▸ **Problem statement**: Select and copy out every line in the records containing "following".

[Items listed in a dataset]
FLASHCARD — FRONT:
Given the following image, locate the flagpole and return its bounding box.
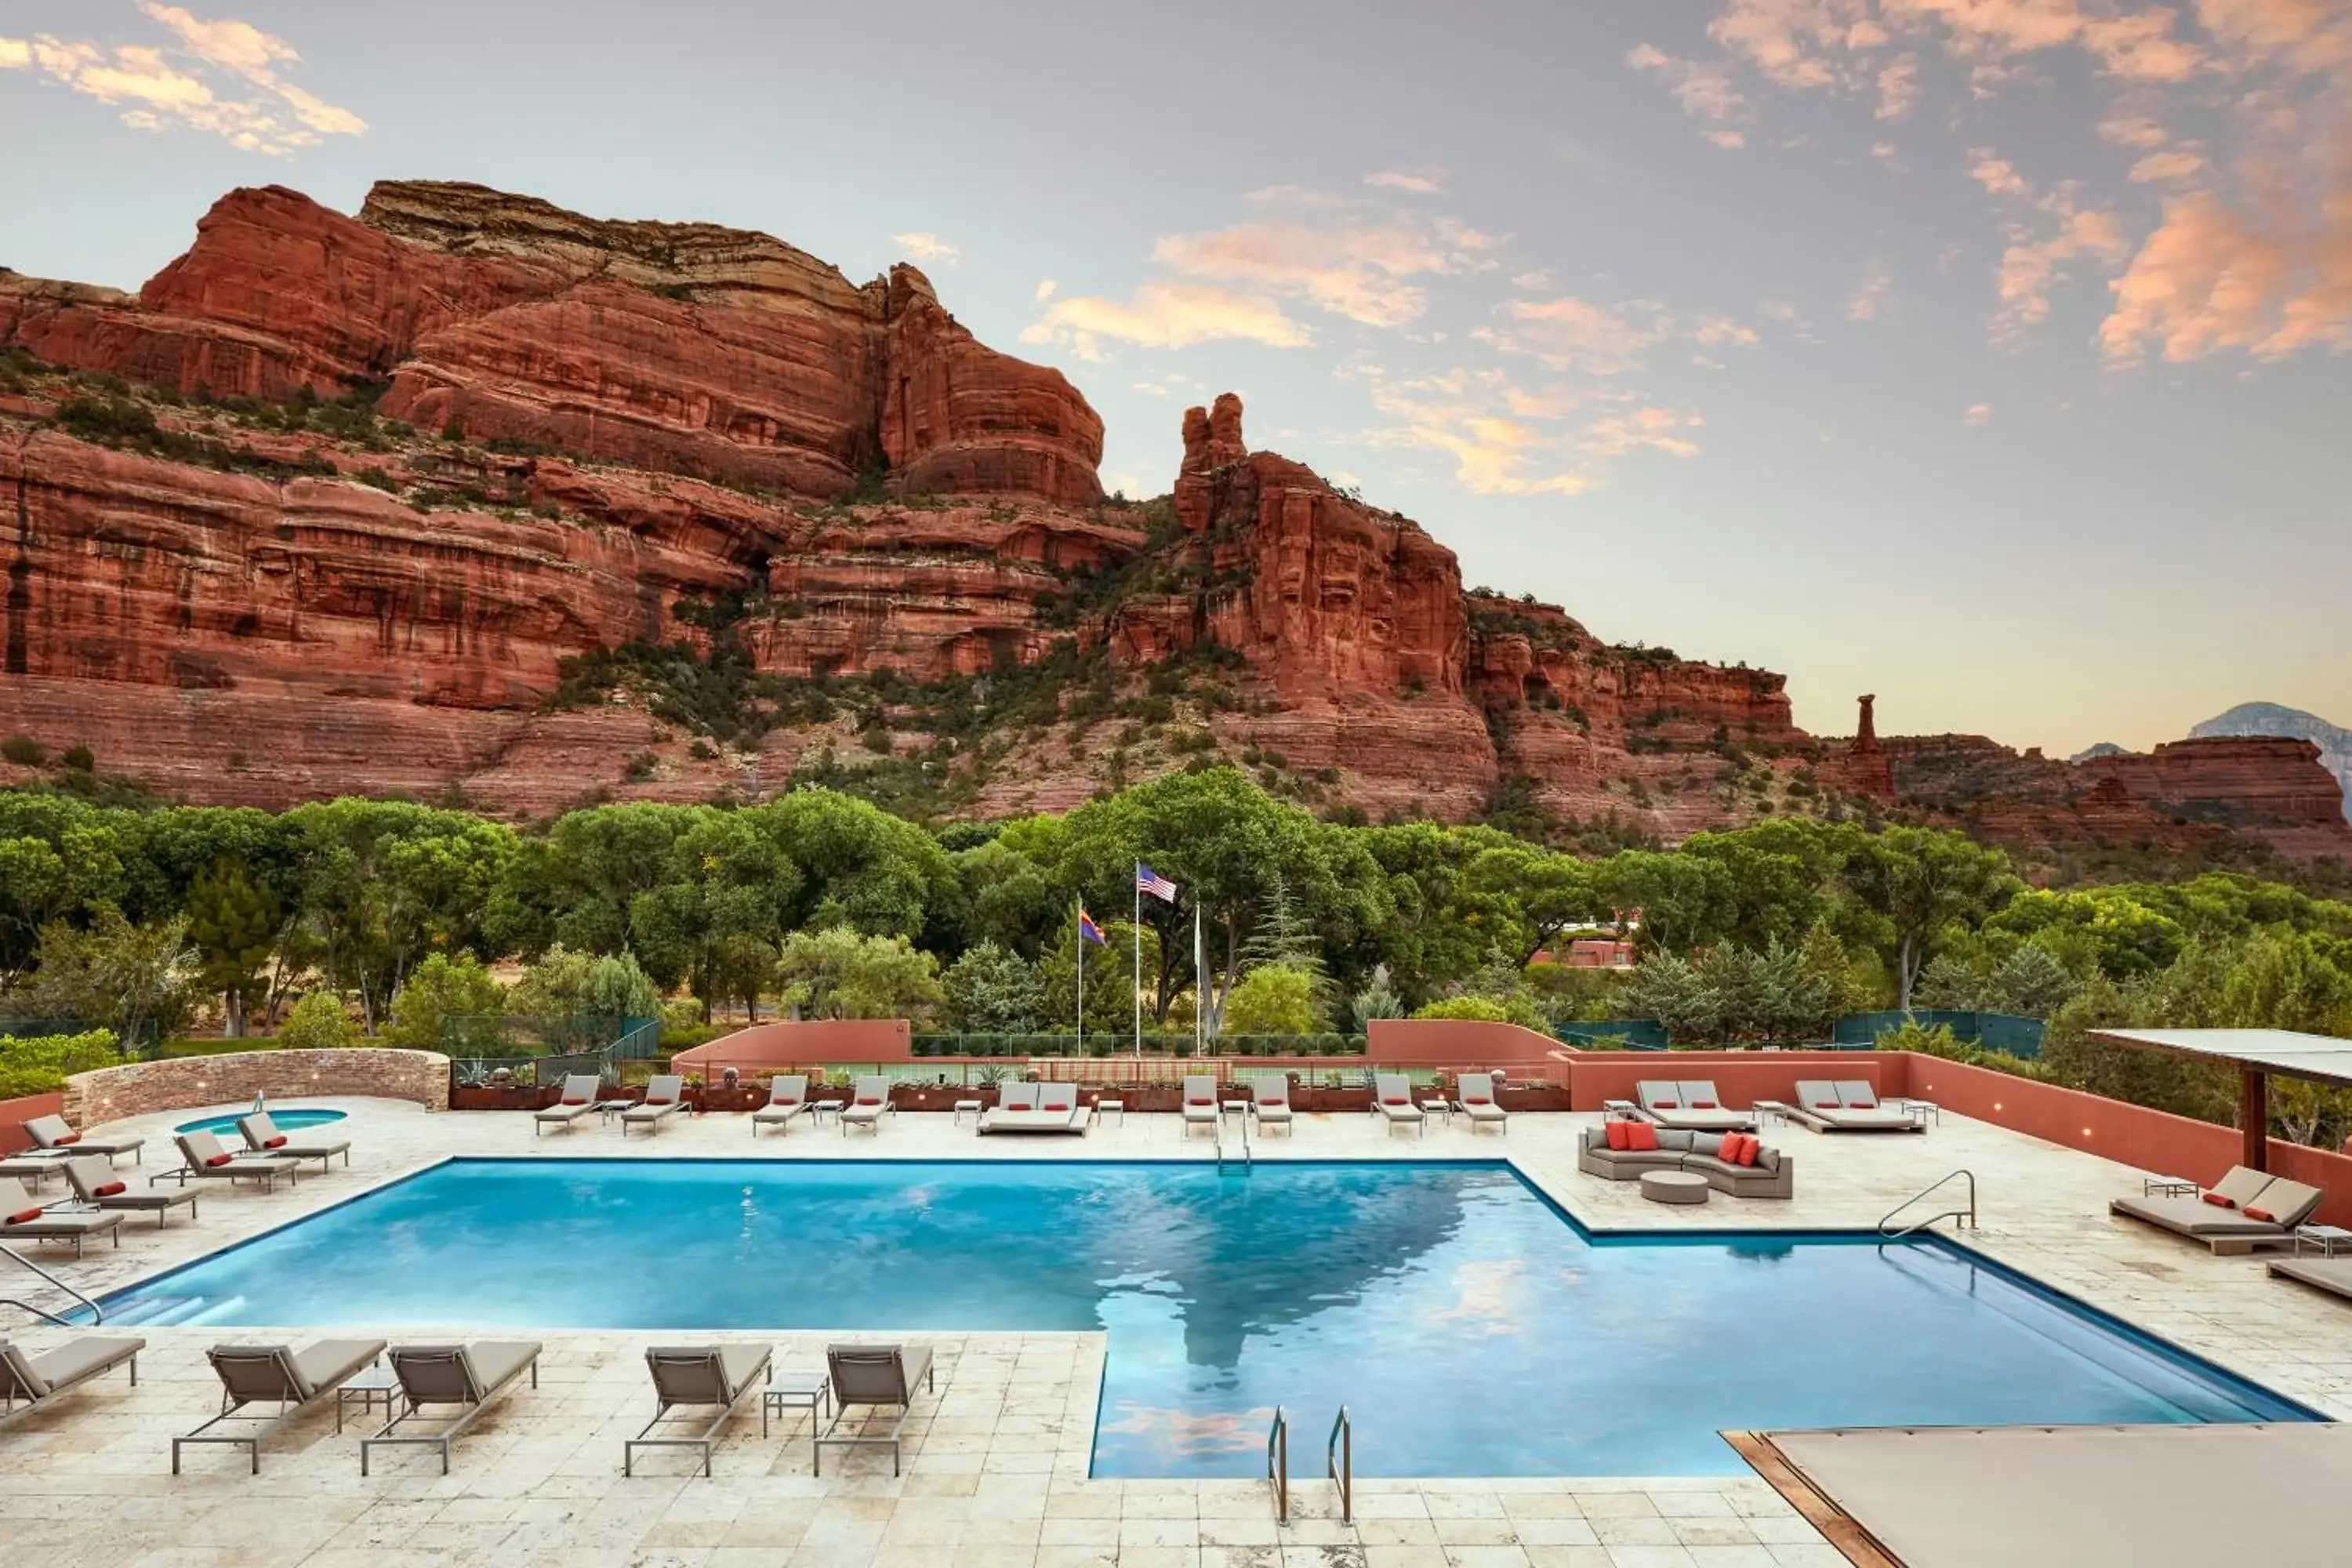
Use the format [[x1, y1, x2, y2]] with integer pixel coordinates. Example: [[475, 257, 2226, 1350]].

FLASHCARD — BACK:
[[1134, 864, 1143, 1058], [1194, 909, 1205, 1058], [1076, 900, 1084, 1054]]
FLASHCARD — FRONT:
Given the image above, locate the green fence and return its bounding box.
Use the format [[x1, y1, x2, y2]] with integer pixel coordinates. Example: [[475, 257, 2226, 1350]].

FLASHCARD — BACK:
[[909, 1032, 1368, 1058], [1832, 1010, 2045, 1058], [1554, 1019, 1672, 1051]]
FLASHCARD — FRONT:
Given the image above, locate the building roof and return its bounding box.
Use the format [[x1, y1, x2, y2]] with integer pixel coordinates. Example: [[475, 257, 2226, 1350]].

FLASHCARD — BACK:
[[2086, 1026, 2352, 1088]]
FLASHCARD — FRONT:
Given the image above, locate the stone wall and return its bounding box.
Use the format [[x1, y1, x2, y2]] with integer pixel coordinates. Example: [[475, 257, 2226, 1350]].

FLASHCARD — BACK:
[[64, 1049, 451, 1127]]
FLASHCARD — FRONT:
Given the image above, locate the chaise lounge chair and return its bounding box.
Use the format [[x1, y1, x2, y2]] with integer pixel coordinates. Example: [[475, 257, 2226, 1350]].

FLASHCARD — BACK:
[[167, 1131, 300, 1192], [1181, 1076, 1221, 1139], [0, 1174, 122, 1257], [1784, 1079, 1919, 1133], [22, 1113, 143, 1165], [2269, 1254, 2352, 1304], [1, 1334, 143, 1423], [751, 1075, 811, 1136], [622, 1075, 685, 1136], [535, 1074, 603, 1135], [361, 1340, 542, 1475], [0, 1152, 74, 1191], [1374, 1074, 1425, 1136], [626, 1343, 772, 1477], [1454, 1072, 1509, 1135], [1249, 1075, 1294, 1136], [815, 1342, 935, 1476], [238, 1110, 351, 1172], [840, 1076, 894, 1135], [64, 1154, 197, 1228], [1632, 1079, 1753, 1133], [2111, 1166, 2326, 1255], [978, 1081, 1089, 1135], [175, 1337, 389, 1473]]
* * *
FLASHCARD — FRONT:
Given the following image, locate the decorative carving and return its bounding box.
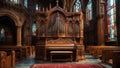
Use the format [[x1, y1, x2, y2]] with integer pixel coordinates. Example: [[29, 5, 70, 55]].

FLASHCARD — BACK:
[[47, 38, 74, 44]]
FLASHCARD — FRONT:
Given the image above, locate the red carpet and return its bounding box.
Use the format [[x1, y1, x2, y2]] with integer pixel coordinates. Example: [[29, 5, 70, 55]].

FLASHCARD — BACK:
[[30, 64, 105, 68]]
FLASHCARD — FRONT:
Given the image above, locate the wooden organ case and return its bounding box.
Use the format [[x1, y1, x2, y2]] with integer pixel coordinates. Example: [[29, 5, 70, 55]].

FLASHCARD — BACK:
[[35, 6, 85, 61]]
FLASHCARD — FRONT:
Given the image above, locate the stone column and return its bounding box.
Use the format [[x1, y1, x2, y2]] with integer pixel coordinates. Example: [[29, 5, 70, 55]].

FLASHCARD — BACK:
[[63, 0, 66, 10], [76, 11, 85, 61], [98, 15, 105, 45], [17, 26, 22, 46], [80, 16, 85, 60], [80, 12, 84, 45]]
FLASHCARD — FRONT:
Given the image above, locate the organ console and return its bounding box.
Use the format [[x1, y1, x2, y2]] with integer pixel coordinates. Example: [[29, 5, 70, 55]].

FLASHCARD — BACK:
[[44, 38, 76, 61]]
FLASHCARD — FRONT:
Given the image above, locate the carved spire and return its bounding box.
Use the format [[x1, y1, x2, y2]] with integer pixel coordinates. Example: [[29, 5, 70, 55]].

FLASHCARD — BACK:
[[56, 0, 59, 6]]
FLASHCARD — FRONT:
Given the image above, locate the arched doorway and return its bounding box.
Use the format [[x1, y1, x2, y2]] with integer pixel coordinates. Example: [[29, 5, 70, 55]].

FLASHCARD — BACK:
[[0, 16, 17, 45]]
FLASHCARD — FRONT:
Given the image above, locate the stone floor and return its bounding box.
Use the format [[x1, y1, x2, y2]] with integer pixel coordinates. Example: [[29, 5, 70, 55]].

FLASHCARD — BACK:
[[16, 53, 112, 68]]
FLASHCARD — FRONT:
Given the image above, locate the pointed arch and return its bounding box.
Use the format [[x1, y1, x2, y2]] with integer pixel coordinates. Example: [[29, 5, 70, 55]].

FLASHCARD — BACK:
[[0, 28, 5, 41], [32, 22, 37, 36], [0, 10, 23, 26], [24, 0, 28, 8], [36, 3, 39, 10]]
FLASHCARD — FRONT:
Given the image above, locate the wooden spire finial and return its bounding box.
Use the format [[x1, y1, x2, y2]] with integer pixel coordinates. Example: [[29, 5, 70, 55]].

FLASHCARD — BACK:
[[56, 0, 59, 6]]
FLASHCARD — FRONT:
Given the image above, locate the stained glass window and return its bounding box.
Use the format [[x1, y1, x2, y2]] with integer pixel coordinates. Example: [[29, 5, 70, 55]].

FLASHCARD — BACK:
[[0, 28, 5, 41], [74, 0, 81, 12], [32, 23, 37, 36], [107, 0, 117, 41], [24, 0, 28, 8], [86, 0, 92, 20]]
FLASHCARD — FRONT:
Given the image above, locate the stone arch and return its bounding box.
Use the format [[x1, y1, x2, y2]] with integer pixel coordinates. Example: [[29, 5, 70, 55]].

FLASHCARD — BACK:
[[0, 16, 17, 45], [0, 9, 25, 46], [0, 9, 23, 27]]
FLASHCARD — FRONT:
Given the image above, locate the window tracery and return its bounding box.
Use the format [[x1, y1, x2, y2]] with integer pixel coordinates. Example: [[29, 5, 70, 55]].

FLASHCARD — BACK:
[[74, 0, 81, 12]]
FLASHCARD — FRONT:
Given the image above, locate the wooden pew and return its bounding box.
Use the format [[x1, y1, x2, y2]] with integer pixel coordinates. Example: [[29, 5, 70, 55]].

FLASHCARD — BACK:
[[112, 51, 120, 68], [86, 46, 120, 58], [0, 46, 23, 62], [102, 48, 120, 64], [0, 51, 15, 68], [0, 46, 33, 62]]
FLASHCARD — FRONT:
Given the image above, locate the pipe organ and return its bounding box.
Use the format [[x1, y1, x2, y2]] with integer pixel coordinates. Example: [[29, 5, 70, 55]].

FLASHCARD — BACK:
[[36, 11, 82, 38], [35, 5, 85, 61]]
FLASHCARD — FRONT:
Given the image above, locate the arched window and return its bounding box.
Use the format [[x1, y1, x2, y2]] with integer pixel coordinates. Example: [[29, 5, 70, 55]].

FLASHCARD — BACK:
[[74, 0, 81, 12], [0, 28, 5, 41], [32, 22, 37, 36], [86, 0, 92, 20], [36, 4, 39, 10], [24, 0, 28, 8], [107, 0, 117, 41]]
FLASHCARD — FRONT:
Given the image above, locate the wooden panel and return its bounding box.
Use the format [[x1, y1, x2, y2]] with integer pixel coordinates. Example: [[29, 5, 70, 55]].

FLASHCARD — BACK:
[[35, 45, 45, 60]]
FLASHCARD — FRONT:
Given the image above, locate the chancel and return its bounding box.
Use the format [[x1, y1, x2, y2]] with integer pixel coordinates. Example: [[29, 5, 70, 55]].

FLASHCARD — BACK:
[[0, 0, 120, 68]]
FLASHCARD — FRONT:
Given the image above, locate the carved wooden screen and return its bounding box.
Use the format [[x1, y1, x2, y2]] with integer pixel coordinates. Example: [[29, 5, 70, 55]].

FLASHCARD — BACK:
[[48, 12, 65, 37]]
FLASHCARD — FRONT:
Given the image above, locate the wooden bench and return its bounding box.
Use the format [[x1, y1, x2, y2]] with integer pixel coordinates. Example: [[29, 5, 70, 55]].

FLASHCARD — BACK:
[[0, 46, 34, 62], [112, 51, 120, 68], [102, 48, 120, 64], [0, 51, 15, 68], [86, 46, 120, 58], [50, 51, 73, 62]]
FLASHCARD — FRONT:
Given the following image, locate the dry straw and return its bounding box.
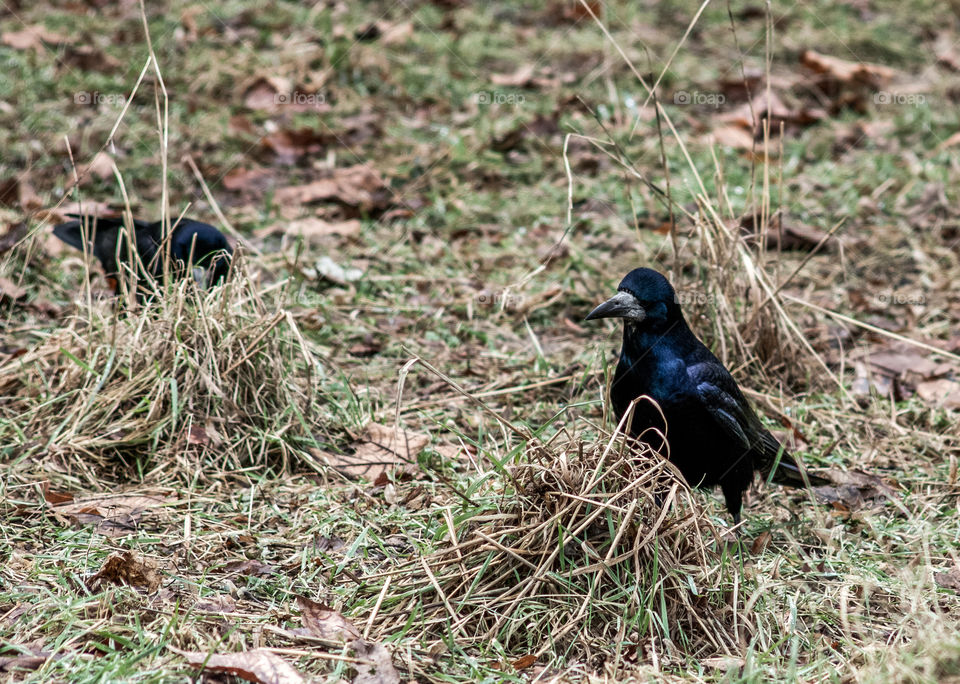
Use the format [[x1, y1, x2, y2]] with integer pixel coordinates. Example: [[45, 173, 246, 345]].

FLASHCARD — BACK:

▸ **Task answer**:
Given the following image, locate the flagpole and return its bounding box.
Given the following image, locate the decorative carving and return its bounding box.
Given the following image, locate the dry straw and return its bounding box.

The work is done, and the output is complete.